## REQUIREMENTS
Reproduce the lines of the data from the one containing "Question. Indicate each instance of the white wheel" through the end of the data, both included.

%%

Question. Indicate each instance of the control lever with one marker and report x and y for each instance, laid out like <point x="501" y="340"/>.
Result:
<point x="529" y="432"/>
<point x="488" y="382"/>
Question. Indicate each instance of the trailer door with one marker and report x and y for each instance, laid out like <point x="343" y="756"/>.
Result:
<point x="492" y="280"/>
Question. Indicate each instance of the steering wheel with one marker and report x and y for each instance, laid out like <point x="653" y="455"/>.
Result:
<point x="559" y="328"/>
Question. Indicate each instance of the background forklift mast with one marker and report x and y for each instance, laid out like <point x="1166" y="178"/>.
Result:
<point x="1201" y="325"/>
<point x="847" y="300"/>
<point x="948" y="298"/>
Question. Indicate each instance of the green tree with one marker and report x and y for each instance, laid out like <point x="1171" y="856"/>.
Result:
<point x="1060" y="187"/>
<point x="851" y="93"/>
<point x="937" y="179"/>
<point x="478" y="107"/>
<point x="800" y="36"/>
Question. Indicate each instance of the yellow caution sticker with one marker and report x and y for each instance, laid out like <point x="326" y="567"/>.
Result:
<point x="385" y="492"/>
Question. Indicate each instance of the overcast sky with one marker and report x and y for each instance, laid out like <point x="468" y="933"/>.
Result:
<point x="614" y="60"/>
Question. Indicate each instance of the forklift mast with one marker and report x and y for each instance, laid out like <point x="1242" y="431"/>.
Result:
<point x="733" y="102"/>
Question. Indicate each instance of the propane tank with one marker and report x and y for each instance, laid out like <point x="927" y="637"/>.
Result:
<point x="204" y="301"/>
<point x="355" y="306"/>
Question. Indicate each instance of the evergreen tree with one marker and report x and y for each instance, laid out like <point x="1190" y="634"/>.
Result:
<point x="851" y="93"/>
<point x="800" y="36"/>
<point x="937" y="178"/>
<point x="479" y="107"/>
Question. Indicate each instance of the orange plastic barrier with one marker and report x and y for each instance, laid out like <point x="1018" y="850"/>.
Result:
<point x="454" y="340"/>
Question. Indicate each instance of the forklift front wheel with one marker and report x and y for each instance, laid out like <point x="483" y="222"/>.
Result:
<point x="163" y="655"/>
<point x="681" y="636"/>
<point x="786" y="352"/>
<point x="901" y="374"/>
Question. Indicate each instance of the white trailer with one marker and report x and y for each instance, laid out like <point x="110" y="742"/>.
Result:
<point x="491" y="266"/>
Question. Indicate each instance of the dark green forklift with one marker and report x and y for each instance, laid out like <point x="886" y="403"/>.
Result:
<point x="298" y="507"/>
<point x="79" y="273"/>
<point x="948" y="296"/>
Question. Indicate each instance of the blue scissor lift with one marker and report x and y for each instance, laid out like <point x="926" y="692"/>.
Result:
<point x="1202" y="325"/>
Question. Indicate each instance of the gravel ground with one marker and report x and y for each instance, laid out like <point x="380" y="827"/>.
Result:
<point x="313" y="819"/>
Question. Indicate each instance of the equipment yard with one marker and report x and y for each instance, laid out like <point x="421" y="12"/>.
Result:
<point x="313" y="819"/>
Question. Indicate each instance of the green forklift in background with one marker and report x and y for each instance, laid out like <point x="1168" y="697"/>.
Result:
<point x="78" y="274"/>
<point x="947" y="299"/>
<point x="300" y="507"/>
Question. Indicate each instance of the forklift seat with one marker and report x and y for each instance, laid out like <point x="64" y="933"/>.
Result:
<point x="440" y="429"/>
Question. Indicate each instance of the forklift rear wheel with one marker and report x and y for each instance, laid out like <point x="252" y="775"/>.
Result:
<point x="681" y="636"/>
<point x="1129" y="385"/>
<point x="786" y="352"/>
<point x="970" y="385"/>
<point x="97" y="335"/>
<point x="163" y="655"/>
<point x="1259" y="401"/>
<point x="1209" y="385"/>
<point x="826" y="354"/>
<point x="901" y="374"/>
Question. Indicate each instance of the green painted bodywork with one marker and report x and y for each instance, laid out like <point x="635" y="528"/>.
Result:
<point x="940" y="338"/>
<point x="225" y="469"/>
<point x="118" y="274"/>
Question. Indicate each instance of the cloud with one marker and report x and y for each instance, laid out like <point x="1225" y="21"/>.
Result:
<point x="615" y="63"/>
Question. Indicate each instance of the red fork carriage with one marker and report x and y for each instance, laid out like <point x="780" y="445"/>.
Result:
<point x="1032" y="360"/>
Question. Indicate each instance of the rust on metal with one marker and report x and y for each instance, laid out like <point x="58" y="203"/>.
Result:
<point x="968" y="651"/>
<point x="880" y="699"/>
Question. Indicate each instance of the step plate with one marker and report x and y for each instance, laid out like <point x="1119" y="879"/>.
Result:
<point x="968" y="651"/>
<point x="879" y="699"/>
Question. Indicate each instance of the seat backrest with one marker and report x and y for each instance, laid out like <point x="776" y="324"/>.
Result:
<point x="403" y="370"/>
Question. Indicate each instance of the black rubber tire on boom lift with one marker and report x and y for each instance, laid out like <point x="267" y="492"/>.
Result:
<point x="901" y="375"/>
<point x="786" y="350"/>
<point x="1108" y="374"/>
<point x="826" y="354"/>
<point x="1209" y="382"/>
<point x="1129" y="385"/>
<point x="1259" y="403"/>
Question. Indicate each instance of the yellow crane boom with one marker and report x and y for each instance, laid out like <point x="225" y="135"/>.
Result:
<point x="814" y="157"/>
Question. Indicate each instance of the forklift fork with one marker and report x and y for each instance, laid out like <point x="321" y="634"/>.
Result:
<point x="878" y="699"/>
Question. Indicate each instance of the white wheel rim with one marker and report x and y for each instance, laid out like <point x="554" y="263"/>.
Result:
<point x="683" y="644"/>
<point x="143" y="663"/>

%%

## EXERCISE RESPONSE
Question. Indicate each instance of the white wheel rim with one marker and report x and y for each instance, laid out like <point x="554" y="263"/>.
Result:
<point x="683" y="644"/>
<point x="143" y="663"/>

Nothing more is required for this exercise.